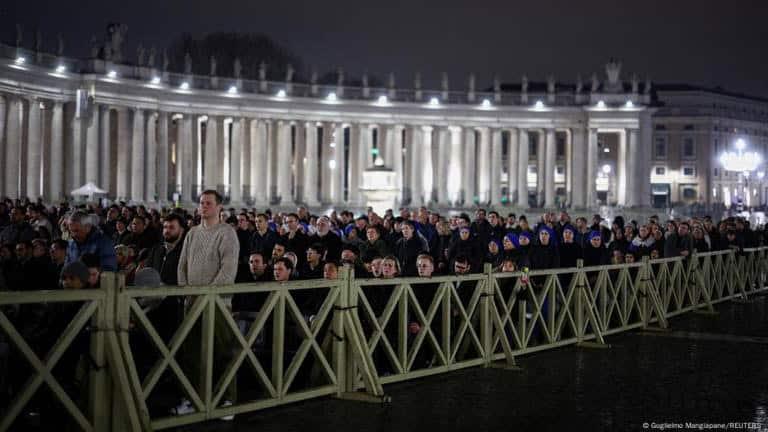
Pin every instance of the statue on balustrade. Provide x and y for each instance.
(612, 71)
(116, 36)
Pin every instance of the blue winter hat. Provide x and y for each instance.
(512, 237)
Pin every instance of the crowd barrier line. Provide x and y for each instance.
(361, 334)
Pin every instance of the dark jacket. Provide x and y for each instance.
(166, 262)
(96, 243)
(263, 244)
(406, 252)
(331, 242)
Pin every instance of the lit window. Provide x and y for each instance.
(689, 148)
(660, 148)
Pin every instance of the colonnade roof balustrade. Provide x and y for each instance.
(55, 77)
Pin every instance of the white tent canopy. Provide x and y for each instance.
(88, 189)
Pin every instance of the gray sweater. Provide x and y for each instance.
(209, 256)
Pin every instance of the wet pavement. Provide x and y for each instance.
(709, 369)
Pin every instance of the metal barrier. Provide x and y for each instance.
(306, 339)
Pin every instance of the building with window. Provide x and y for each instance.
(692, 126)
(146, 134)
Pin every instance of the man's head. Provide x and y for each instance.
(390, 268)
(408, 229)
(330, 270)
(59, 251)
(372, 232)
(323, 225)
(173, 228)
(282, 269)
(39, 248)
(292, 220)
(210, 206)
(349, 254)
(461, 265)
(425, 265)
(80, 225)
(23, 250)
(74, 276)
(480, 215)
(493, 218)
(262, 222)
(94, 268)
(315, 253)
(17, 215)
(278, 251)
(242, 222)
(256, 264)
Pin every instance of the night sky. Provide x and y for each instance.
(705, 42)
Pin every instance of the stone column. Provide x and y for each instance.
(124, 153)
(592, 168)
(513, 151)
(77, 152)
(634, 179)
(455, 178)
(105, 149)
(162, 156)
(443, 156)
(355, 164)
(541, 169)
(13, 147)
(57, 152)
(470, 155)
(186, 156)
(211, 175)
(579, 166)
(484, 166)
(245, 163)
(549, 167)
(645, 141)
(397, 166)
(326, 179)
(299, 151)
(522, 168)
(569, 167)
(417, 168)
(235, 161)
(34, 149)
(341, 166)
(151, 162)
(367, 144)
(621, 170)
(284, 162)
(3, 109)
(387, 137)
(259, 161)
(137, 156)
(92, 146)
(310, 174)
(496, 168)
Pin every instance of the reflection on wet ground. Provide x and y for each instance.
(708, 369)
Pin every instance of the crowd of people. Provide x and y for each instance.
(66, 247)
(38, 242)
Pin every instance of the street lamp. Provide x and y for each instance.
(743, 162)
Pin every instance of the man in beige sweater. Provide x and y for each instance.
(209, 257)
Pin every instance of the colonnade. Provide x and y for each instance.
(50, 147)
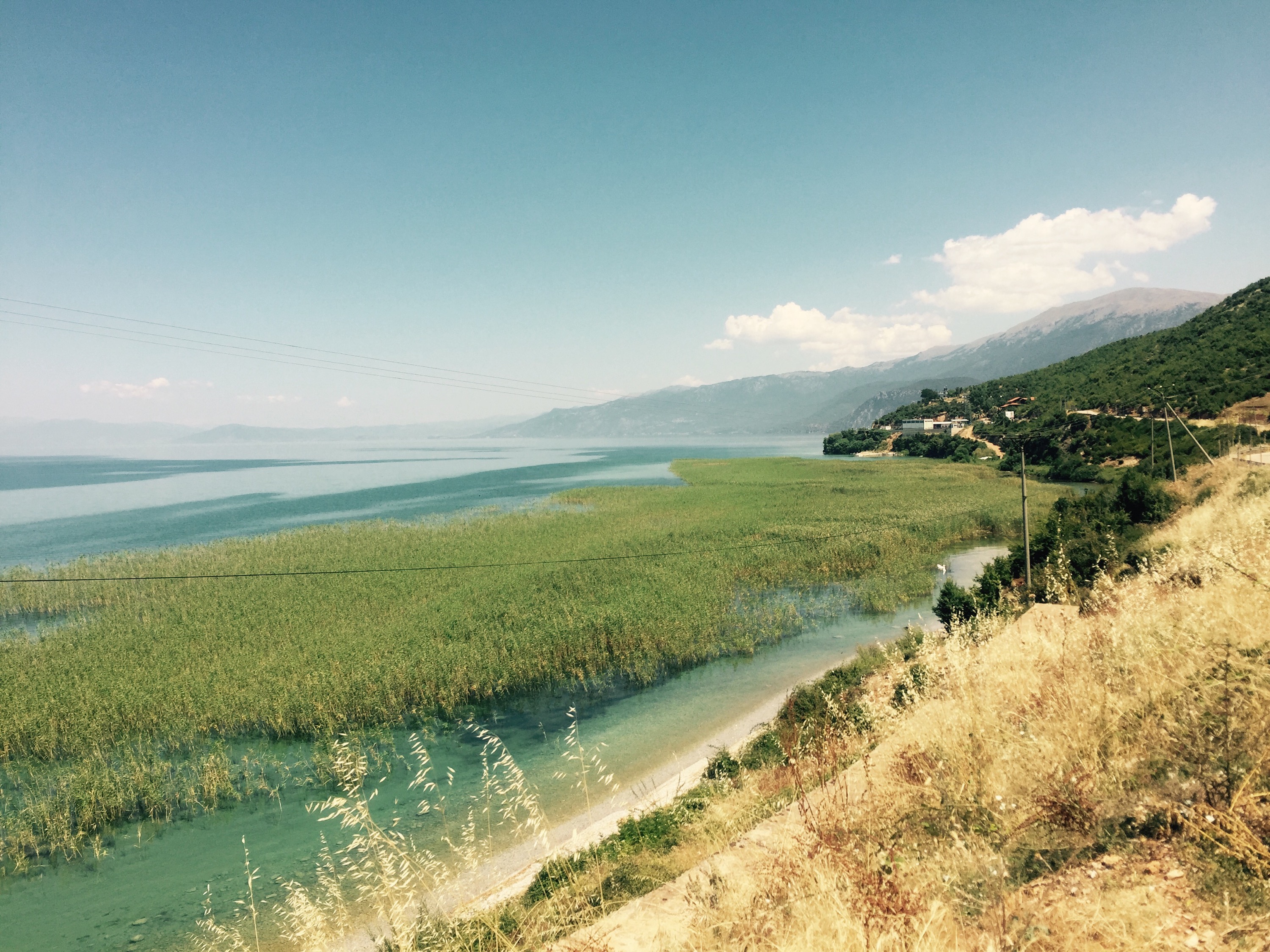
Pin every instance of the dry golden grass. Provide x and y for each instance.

========

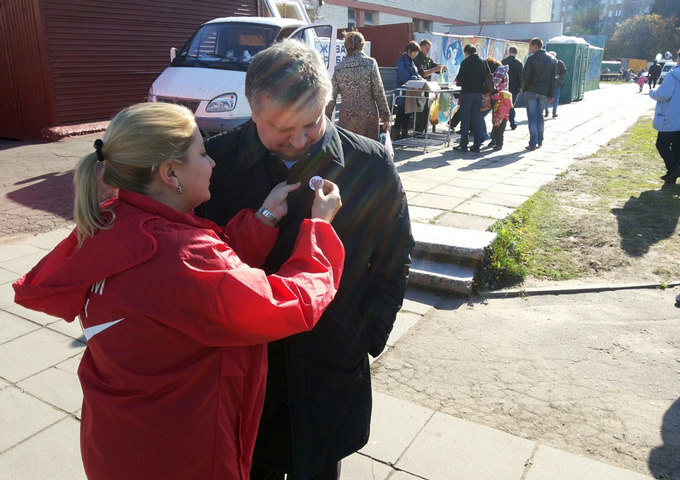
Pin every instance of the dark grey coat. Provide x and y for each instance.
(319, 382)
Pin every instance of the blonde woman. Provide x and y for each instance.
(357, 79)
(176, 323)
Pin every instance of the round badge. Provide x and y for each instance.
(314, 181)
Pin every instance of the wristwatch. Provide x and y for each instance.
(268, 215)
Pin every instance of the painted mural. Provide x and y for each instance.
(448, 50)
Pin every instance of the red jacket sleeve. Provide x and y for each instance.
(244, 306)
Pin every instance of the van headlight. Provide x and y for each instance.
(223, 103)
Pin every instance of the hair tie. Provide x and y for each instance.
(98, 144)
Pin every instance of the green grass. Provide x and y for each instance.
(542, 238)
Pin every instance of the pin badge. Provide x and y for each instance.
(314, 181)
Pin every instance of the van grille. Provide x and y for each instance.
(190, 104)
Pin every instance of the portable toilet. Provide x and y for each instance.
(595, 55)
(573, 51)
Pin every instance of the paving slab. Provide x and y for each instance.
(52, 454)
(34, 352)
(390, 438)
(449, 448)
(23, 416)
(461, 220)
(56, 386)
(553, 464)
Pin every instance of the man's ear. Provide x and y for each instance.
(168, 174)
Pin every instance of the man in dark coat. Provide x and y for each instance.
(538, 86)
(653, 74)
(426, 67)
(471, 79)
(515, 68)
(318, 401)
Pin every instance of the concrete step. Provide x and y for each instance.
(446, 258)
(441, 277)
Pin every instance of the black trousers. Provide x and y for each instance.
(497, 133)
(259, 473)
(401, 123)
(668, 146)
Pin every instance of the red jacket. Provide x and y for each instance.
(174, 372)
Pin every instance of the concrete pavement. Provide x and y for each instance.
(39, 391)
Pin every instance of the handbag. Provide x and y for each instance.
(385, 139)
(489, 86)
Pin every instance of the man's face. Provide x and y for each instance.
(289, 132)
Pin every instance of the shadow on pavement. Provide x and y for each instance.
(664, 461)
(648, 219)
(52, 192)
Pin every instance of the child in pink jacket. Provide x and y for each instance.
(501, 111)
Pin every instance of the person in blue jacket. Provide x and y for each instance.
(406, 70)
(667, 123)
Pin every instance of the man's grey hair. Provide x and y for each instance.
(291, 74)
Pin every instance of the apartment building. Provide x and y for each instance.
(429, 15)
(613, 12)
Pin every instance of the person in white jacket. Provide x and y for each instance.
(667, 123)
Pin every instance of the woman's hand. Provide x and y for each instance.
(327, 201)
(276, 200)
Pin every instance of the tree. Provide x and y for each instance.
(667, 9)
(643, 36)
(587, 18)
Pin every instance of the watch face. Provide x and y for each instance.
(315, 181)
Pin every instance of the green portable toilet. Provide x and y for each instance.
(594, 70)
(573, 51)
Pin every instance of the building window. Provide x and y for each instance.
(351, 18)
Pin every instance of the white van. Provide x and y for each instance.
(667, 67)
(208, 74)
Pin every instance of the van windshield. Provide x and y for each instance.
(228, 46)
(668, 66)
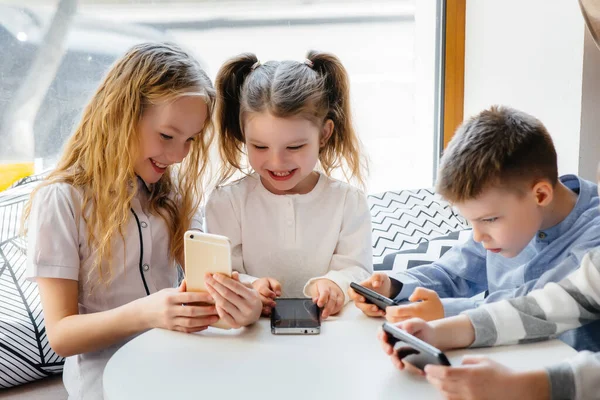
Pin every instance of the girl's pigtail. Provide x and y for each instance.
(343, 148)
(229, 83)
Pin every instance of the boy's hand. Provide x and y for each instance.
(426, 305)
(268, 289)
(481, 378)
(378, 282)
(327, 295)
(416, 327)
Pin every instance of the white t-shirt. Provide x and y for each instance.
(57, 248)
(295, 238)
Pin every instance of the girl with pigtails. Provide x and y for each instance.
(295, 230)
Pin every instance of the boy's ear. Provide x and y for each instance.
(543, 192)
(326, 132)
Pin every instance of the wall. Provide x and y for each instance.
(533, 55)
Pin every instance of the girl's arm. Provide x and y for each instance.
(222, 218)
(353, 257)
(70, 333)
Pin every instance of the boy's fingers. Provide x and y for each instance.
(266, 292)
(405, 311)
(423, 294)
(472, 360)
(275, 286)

========

**AIM OF THE EXERCISE:** Start with the line with "Pin every instance of the reflection" in the listing above and stop after the line with "Pin every instance of the dry". Write out exactly the lines in that stretch and no others, without pictures.

**ANSWER SECTION:**
Pin every instance of the reflection on wet ground. Provide x and y for each instance.
(708, 369)
Pin every instance of the crowd of people. Provide x and y for each instance.
(66, 247)
(38, 242)
Pin every instance of the street lamp. Provide x and y for each instance.
(743, 162)
Pin every instance of the man in beige sweater. Provide x and y for each instance.
(209, 257)
Pin every instance of the colonnade. Provide x and y for each instance.
(50, 147)
Pin every instance of the dry golden grass. Provide x and y for each instance.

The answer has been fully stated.